Provided text |
┌──
This summer has been full of learning opportunities, interesting times in Portland, and making great connections with others. Working at a cubicle was by no means my first choice this summer but looking back I couldn’t have asked for a better internship! My aspirations to help salmon and steelhead populations could not be better achieved than to assess the impacts that climate change will have on them. Research on salmon and steelhead has reached new heights in the last decade thanks to technological advancements such as PIT tag technology (used in some pets), genetics, and modeling.
└──
Listed records |
┌──
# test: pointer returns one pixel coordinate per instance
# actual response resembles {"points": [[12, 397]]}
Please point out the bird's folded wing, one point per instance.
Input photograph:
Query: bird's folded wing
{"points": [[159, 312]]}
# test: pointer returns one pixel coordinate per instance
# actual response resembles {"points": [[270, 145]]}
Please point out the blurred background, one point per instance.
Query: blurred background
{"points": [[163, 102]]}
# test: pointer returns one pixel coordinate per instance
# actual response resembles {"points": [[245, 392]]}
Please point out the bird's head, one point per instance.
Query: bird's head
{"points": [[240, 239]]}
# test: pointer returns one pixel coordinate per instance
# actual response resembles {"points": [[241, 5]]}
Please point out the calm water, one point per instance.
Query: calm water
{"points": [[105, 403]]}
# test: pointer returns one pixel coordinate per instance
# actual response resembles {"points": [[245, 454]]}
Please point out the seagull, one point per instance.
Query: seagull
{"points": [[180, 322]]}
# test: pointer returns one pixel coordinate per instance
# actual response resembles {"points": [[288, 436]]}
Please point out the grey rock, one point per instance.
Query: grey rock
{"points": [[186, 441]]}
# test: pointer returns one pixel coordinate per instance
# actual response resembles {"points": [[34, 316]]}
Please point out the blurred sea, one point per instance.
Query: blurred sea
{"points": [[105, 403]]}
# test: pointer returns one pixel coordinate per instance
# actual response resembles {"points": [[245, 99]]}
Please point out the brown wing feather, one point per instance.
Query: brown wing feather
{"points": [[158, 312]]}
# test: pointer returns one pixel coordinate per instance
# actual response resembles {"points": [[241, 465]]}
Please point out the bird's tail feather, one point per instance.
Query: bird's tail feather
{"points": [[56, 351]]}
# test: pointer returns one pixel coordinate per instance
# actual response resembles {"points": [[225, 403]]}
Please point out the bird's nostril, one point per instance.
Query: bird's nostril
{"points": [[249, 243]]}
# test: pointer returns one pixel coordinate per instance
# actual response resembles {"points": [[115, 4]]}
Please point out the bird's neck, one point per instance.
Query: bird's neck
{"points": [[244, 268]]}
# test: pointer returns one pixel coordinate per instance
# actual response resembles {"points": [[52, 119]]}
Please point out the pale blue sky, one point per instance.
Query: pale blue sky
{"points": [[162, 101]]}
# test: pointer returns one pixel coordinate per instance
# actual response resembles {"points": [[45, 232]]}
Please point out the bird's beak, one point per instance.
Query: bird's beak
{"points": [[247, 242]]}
└──
Task 1 |
Answer these questions from the internship reflection:
(a) In which city did the writer have interesting times this summer?
(b) Which two fish populations does the writer hope to help?
(c) Which technology is described as being used in some pets?
Task 2 |
Write the next part of the internship reflection on salmon and steelhead research, picking up after its final sentence.
The entries were drawn from a different source than the text.

Reply 1 |
(a) Portland
(b) Salmon and steelhead
(c) PIT tag technology

Reply 2 |
To start, not a lot has been understood about the life history of salmon and steelhead until we were able to track and monitor their migrations. PIT tags and acoustic tags have helped researchers track where in the ocean these fish go to feed and undergo metamorphosis. Although we have been able to establish migratory routes for many of these fish one thing that we need to better understand is the diversity of life histories that exist with these species. Some anadromous fish spend only a year in the ‘salt’ (as anglers say) while others spend two to five years in the salt. As you can imagine this results in huge differences in the size and fecundity of the fish. Because salmon are semelparous, meaning they put all their energy into one large reproductive event, size does matter. Bigger fish produce more eggs and therefore have higher fitness than smaller fish. One concern for salmonids in the ocean is that the longer the fish spends time in the ocean the more likely it is to be caught by fishing boats, prey, or die due to pathogens and disease. Currently research is being conducted to better understand alternative life cycles of salmonids and what can be done to increase their chances of recovery in the Pacific Northwest.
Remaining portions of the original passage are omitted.